Exercise task: Please report every line of the listing below that contains the word "white", copying each such line in full. Case counts.

Dataset records

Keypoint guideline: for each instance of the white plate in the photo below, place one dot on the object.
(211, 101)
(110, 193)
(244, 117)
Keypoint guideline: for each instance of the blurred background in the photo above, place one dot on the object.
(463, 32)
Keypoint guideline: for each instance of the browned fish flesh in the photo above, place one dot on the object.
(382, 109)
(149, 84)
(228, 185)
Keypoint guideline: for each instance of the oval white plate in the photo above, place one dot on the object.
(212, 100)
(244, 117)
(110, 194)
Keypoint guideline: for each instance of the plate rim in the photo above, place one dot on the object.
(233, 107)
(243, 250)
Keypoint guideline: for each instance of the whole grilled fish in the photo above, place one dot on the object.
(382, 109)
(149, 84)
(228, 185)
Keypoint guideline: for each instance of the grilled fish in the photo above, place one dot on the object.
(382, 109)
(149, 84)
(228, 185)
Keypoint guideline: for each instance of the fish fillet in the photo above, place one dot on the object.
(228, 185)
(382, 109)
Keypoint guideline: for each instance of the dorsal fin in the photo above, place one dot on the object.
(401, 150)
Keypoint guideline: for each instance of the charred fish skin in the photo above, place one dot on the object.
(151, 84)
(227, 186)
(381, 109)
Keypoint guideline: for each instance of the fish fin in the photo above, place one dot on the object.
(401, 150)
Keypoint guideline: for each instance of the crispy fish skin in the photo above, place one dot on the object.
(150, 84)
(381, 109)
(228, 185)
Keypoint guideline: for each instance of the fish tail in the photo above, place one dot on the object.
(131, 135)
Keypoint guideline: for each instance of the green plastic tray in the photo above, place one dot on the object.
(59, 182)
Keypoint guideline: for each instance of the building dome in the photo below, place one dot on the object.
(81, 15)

...

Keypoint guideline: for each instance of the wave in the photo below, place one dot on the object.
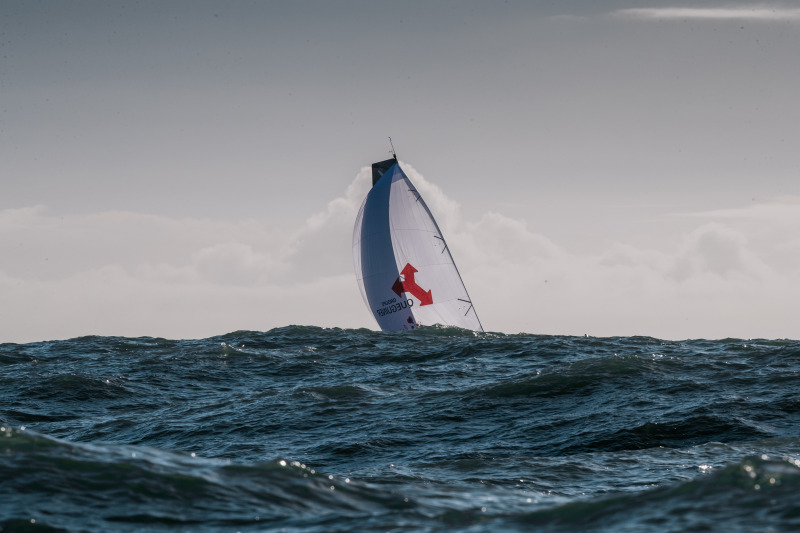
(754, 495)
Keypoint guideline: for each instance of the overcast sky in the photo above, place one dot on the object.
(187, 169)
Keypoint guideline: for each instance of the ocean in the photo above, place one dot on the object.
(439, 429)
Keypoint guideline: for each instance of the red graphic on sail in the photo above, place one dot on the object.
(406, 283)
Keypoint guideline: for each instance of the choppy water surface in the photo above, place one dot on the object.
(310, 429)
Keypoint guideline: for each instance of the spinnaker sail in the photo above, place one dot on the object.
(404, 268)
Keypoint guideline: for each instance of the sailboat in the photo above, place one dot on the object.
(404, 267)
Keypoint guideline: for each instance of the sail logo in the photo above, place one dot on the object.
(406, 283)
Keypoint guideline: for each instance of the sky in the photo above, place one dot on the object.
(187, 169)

...

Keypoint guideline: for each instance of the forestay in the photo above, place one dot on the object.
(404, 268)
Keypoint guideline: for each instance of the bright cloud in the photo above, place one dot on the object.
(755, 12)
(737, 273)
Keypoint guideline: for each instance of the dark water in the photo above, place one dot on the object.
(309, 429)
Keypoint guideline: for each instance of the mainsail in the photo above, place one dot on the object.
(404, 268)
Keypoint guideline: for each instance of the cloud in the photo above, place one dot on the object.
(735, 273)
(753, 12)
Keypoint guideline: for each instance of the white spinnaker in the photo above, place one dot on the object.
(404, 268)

Written answer:
Keypoint guideline: for each instance of the white plate in the photo below, place one dot on the object.
Keypoint guideline: for each instance of the oval white plate in the photo above, place one dot on the object.
Keypoint guideline: for each instance of the white spinnaker in the photo above, place one dot on the object.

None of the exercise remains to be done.